**Passage choisi**
——

À Jericho Ridge, de retour à son commissariat, l’officier de police Tabby Temple découvre qu’il a été ouvert par effraction et que des armes ont été dérobées. Ses collègues partis enquêter, elle se retrouve seule, aux prises avec deux tueurs bien décidés à entrer…
Avis de Cherycok :
Will Gilbey est avant tout un monteur et un scénariste. On lui doit par exemple le scénario du très sympathique A Lonely Place to Die (2011), sorti chez nous sous le titre Poursuite Mortelle. Après avoir mis en scène quelques courts métrages et un segment du film à sketchs Blood, Sweat and Terrors (2018) qui, si on en croit IMDB, n’est pas une grande réussite, il se lance dans son premier long métrage, Jericho Ridge, qui a été présenté à l’Étrange Festival 2023. Disponible à l’heure où j’écris ces lignes en location ou achat VOD (sur AppleTV, Amazon Prime, …) et en format blu-ray chez Spectrum Films, je me suis lancé dans le film sans rien savoir, comme à l’époque des vidéoclubs, à la jaquette, attiré par ce que je voyais. Et punaise, quelle surprise ! Bien que nous ne soyons pas devant un chef d’œuvre du 7ème Art, Jericho Ridge est une série B très réussie, lorgnant clairement du côté du Assaut (1976) de John Carpenter, qui a cette qualité, même si on sait ce qu’il va se passer, même s’il n’a aucune star, même s’il n’a pas une grosse production value, de nous scotcher quand même à l’écran.

——

**Lignes enregistrées**

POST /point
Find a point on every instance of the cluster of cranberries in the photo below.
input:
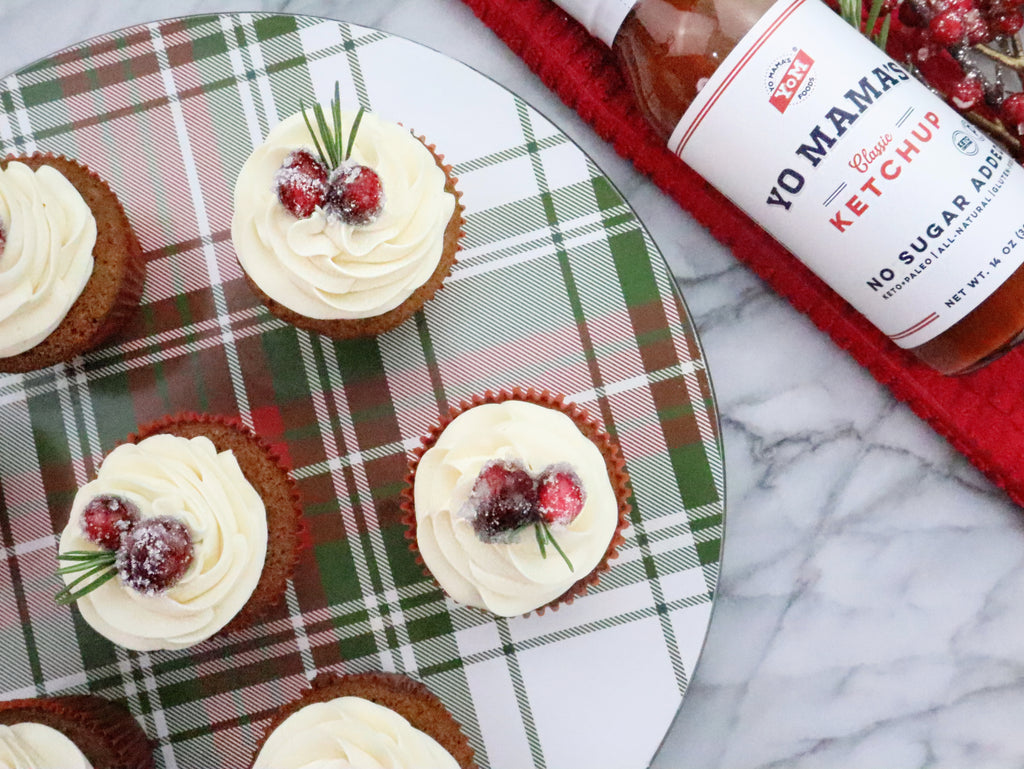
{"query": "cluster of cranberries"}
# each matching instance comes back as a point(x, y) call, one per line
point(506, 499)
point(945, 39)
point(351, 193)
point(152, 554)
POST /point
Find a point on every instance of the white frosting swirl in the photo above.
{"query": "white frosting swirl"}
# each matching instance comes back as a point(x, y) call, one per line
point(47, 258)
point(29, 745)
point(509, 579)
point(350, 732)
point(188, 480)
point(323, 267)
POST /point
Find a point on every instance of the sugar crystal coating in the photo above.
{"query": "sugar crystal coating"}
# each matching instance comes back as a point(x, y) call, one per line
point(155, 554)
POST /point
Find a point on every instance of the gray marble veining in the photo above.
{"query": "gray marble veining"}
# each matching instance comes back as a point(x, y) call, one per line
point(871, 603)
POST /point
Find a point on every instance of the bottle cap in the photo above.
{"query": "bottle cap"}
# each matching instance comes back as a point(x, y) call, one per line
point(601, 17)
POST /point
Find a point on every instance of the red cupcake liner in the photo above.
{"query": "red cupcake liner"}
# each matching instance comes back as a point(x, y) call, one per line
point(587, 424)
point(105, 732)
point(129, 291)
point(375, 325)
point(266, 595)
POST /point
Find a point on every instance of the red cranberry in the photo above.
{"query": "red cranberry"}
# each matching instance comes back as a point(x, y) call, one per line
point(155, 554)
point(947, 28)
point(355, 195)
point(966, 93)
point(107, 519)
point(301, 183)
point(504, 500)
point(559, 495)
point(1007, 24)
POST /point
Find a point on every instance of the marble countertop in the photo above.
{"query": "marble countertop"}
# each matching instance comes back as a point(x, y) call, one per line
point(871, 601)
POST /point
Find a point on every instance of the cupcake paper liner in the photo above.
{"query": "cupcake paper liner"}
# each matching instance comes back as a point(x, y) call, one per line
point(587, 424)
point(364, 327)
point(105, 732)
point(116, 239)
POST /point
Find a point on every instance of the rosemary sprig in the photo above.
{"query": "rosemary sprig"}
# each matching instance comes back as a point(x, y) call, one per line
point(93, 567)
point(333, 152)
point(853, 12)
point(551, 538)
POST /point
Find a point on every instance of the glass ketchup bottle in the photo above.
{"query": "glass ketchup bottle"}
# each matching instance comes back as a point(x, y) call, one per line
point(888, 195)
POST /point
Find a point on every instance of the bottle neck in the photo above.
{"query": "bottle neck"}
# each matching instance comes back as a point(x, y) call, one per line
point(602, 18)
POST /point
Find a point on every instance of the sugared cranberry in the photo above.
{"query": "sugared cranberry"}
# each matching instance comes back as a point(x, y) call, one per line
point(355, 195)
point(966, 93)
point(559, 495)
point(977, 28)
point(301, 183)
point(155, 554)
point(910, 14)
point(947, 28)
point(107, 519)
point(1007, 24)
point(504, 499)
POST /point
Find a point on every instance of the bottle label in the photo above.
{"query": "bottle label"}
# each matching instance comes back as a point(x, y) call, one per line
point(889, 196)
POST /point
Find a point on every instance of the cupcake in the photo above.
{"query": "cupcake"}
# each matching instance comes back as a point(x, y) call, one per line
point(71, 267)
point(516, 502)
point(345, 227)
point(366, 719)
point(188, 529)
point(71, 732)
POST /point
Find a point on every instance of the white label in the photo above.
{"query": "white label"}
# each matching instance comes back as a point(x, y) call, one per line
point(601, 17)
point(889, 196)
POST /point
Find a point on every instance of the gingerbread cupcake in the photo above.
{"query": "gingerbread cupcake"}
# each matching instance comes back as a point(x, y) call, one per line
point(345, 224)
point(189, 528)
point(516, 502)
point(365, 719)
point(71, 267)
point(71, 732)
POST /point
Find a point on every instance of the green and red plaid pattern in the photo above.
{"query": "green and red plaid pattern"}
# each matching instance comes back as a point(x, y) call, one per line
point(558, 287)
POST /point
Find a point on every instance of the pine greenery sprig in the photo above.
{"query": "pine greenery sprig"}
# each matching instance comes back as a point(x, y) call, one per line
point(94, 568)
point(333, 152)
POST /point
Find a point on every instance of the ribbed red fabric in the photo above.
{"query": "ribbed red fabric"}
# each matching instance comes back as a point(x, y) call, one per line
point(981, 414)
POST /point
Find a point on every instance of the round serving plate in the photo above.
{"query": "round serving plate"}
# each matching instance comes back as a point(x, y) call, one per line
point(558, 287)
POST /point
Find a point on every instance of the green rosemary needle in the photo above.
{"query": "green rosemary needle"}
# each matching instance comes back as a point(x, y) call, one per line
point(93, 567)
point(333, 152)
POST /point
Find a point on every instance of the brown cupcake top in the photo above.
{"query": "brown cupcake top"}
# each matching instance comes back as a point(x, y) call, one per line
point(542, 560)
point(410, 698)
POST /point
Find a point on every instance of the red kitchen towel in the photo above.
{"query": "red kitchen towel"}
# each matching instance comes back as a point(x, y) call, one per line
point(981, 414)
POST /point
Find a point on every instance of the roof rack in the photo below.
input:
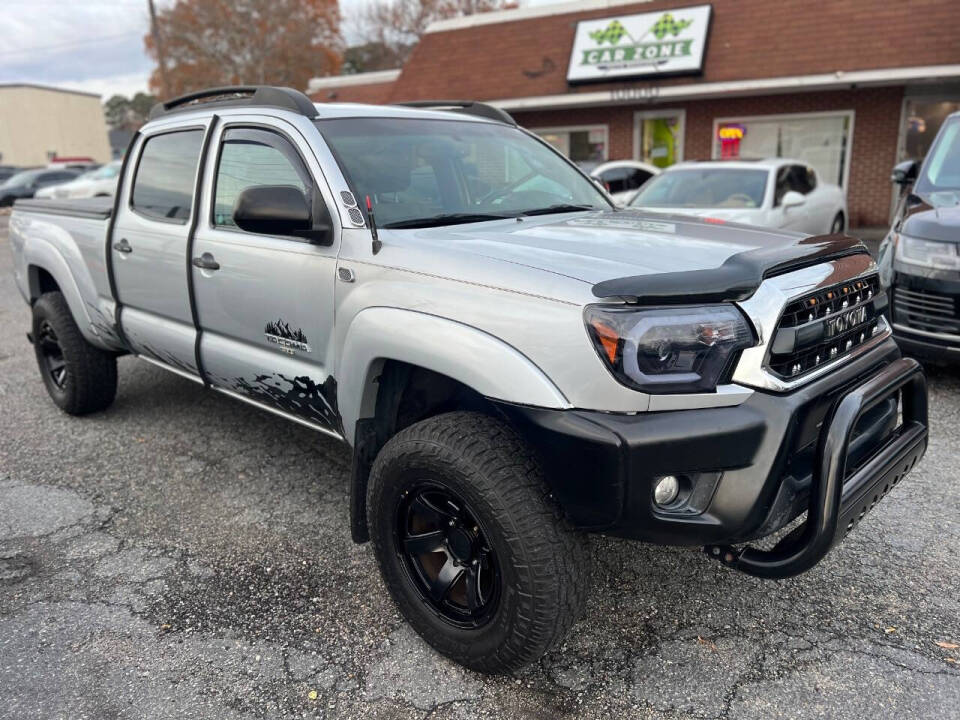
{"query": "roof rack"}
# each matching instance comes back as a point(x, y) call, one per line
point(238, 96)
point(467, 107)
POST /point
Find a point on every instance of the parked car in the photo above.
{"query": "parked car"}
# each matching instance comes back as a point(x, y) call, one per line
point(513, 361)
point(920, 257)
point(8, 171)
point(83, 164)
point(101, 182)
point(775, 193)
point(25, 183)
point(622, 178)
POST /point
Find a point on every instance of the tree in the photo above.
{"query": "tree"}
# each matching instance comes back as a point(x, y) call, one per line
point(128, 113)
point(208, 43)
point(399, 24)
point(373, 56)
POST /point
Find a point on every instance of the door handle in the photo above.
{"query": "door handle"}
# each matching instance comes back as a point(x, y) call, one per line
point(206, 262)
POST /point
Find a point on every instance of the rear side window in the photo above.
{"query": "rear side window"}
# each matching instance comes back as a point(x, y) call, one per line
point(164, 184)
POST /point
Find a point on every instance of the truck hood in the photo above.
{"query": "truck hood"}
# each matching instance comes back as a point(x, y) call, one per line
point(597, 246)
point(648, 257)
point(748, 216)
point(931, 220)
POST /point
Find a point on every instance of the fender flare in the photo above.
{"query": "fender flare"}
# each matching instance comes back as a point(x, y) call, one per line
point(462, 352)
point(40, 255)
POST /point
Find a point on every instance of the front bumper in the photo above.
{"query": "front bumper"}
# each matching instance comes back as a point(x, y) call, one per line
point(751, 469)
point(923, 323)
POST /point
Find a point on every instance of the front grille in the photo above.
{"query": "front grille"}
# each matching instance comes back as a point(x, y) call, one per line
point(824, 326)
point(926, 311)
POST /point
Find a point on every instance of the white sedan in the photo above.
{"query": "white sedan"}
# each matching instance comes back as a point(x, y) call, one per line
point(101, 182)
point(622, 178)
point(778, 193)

——

**Le problème**
Pour chacune des affirmations suivantes, dites par oui ou non si elle concorde avec la critique de Jericho Ridge, et citez textuellement les mots du passage qui tranchent : 1. Tabby Temple trouve son commissariat ouvert par effraction. 2. Jericho Ridge est le deuxième long métrage de Will Gilbey. 3. Le film a été présenté à l’Étrange Festival 2023.

**Résultat de l'exercice**
1. Oui : « découvre qu’il a été ouvert par effraction ».
2. Non : « il se lance dans son premier long métrage, Jericho Ridge ».
3. Oui : « qui a été présenté à l’Étrange Festival 2023 ».